Brief: Put everything in the material below, from the line containing "job: outline the ruined stone column" down to the line containing "[[[128,271],[126,269],[120,270],[120,287],[122,289],[128,288]]]", both ends included, into a numbered list with blank lines left out. Include no other lines.

○ ○ ○

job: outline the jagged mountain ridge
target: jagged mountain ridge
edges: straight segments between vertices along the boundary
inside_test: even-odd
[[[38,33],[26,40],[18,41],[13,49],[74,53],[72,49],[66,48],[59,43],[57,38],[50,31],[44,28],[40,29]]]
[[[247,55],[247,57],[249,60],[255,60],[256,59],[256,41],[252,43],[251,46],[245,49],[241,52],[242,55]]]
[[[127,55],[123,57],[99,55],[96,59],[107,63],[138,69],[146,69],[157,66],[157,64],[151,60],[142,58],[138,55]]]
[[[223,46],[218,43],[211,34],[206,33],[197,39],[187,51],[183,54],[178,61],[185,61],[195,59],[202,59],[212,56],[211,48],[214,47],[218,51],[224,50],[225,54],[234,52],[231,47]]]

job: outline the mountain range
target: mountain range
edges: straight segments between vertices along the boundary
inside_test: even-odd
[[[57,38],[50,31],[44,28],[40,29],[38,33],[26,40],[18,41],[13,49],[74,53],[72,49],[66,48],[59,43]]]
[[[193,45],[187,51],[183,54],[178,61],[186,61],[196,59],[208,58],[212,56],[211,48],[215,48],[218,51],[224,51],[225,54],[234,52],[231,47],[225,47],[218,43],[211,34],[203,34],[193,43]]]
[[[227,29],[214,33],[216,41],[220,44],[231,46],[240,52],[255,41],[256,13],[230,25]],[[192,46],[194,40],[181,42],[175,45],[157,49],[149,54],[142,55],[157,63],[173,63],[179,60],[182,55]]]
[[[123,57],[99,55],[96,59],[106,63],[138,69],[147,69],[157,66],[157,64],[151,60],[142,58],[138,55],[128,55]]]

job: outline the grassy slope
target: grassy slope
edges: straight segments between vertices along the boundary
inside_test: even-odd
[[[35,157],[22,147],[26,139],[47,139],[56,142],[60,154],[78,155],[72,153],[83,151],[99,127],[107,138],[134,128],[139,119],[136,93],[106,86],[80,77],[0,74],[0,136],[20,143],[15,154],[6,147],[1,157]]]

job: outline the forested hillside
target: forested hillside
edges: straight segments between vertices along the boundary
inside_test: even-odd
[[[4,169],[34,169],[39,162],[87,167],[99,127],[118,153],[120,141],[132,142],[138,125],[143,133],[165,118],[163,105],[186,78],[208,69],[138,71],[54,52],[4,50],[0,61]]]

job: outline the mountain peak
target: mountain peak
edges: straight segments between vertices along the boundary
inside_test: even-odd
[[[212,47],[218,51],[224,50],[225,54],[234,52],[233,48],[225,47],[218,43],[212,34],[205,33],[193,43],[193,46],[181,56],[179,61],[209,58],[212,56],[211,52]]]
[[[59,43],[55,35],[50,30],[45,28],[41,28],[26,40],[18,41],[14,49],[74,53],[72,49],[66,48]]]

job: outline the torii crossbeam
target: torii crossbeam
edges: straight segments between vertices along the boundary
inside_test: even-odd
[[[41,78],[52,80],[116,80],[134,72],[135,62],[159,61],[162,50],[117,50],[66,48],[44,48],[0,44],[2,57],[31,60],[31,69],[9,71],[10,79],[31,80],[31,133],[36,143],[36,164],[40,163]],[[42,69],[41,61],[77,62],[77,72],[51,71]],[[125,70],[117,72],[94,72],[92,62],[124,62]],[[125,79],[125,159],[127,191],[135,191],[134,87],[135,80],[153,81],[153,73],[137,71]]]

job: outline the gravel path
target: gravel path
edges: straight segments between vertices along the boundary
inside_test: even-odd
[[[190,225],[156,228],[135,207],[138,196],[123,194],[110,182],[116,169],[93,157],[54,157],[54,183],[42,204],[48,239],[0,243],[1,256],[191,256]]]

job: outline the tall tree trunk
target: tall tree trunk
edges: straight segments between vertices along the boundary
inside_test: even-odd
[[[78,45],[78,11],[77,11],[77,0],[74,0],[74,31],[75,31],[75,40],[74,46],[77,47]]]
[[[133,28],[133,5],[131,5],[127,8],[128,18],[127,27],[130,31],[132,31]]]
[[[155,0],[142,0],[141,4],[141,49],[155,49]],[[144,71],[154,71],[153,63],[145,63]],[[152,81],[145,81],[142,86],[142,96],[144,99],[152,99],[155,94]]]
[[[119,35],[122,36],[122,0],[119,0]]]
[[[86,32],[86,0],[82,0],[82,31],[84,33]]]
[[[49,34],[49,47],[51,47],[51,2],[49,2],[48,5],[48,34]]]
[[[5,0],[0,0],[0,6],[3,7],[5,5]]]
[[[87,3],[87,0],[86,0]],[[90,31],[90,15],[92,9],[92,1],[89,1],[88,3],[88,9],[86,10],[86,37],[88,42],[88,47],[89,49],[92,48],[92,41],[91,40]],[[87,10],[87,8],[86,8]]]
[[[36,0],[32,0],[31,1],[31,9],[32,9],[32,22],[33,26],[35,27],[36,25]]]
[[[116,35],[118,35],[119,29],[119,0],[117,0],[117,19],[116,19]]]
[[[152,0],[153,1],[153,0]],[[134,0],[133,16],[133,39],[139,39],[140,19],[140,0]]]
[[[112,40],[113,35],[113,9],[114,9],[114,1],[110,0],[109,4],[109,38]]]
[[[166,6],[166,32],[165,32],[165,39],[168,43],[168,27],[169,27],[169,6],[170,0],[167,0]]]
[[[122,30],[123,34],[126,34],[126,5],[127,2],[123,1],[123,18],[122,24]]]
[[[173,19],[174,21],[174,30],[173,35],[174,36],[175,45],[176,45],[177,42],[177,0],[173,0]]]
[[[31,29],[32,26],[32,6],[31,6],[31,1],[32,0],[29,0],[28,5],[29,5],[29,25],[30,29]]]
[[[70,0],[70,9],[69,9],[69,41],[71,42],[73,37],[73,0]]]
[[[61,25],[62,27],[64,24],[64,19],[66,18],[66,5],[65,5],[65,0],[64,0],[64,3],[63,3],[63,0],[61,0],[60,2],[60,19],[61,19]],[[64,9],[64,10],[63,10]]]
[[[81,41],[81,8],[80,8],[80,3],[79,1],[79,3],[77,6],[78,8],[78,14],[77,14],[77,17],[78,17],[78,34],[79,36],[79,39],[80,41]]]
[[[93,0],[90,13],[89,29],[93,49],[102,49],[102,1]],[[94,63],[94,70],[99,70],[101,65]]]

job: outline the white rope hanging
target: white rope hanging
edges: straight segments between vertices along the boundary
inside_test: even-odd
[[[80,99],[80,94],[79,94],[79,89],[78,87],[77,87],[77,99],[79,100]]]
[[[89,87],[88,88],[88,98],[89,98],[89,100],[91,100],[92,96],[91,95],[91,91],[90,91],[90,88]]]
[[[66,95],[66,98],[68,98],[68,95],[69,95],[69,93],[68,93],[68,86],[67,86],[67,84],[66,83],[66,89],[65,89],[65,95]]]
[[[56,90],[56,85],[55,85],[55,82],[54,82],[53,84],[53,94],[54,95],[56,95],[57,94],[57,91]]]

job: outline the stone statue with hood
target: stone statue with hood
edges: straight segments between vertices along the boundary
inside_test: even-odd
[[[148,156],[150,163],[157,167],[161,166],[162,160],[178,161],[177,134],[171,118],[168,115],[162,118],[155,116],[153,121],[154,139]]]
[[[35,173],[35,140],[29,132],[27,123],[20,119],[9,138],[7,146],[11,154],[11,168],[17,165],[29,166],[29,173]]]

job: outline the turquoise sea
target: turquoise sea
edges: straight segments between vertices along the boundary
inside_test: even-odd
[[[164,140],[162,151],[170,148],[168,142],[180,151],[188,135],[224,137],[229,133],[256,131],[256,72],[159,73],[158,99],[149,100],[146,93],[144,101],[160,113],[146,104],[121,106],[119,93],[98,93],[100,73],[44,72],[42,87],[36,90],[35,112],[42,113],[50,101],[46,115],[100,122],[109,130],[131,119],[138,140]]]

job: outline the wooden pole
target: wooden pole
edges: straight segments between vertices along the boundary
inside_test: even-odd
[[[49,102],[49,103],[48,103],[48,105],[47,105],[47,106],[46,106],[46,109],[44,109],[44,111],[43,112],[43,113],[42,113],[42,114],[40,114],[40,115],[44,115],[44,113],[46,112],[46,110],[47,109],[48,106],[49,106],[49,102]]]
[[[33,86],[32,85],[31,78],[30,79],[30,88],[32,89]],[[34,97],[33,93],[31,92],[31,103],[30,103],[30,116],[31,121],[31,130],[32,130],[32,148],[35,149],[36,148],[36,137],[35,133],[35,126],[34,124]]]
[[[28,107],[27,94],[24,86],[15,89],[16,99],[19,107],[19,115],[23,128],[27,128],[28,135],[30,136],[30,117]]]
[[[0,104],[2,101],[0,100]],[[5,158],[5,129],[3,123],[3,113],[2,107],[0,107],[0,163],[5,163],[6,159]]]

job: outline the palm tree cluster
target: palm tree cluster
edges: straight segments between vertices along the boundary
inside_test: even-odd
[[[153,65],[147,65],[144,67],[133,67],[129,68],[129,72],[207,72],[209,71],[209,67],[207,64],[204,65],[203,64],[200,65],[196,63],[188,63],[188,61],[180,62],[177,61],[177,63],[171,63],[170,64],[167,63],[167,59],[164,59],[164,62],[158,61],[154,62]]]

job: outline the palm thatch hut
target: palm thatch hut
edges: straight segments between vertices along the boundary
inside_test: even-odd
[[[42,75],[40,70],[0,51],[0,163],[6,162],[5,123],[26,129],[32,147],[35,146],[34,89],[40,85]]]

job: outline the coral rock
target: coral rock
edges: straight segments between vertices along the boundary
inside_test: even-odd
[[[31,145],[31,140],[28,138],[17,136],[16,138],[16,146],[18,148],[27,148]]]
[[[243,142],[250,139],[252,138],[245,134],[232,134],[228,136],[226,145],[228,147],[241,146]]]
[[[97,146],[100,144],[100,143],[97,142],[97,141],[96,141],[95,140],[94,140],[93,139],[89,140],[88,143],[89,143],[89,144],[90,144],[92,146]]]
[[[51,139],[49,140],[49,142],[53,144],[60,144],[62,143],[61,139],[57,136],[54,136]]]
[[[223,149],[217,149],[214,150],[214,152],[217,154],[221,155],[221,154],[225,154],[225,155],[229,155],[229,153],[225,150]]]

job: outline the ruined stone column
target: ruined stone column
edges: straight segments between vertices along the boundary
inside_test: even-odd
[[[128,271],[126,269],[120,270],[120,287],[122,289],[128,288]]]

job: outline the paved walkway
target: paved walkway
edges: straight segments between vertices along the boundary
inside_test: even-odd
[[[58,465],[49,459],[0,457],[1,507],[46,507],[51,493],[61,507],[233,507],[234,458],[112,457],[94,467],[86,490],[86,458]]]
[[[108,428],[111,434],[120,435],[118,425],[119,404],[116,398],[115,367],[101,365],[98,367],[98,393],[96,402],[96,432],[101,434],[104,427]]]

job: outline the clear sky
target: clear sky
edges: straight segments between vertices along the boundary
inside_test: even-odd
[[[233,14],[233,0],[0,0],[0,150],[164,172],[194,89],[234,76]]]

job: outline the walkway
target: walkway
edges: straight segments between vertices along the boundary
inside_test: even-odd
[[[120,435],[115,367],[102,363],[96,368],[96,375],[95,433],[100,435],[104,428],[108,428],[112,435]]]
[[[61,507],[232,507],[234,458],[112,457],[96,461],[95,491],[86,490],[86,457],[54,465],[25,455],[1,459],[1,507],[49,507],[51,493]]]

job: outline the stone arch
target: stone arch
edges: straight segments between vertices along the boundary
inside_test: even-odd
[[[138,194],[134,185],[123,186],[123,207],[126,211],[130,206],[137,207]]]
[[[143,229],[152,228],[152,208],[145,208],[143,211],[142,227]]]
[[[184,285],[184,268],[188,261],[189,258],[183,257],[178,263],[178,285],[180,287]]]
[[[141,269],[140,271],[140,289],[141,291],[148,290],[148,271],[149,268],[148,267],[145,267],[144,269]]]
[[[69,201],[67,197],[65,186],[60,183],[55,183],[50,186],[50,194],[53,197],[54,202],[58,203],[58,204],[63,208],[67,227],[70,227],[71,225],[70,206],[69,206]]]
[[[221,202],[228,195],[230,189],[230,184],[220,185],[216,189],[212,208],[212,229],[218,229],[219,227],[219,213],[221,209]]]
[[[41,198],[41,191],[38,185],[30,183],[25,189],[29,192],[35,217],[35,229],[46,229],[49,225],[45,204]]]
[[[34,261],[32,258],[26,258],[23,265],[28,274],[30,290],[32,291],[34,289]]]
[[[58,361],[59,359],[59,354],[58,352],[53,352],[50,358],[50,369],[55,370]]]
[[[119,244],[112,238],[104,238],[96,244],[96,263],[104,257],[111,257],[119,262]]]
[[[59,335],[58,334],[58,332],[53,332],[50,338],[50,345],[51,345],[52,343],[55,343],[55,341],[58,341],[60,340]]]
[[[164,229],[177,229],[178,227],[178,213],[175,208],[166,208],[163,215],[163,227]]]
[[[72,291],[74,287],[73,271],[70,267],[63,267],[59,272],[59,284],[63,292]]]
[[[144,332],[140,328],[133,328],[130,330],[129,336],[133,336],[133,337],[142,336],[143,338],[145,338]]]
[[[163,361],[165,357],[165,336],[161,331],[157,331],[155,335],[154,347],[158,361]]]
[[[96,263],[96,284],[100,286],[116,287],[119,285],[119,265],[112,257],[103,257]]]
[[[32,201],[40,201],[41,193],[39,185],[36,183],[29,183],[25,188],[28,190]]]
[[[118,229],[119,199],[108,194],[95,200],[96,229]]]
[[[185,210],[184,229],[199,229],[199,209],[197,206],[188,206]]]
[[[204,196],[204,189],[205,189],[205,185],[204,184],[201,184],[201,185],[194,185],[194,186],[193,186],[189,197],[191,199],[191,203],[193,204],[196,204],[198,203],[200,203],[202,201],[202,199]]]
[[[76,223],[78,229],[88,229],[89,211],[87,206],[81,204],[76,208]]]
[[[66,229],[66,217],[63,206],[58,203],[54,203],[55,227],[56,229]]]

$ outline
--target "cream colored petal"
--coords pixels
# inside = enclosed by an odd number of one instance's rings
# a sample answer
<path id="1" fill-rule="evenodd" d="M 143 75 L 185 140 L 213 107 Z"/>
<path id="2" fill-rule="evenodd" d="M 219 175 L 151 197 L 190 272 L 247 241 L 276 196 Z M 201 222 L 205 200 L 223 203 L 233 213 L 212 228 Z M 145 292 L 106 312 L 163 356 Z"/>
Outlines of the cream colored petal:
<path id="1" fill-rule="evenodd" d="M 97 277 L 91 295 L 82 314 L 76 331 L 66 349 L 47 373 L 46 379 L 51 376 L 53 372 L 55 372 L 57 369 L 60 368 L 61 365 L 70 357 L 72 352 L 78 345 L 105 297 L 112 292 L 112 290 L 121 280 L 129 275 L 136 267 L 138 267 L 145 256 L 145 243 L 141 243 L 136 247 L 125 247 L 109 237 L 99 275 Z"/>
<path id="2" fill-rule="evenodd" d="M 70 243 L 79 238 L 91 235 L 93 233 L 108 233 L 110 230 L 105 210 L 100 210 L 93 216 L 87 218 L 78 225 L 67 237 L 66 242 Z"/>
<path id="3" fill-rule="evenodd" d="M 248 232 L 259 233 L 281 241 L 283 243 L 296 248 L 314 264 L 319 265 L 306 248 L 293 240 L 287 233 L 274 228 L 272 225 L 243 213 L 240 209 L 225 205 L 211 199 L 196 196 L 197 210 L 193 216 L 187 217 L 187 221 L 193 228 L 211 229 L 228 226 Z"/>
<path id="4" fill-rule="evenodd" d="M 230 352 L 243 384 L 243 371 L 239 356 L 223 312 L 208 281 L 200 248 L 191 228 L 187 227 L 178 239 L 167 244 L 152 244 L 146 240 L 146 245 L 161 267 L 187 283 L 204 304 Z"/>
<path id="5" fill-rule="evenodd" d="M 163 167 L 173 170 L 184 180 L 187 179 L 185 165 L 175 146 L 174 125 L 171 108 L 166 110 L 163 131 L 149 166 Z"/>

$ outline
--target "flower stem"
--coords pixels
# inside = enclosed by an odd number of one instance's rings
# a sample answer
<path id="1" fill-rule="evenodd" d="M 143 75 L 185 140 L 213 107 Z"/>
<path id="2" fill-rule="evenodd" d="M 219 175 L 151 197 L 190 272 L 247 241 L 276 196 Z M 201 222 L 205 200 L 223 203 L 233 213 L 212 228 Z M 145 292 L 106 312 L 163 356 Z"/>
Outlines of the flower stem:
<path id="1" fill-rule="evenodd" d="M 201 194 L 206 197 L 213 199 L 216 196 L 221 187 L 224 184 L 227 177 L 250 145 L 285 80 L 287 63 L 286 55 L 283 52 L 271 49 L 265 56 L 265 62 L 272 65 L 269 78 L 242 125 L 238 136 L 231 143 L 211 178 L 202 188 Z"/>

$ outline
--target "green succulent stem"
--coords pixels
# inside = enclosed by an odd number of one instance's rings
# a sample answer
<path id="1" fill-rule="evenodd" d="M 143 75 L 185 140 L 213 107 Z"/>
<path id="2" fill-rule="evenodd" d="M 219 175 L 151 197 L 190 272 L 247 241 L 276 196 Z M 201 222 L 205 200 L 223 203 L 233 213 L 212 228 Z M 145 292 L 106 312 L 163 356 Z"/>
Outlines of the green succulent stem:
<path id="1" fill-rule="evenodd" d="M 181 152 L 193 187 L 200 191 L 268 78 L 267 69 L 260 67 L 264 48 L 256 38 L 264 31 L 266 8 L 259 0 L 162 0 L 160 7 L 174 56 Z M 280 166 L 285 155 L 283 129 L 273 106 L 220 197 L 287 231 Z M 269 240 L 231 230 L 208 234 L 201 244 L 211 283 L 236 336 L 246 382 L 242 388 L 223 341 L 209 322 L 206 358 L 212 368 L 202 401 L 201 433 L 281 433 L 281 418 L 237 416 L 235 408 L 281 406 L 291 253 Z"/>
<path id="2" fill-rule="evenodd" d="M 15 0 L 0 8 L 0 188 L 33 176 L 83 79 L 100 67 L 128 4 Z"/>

○ ○ ○

Task answer:
1. job: outline the ruined stone column
2. target: ruined stone column
3. edges: straight segments between vertices along the boundary
4. inside_test: even-odd
5. [[[128,271],[126,269],[120,270],[120,287],[122,289],[128,288]]]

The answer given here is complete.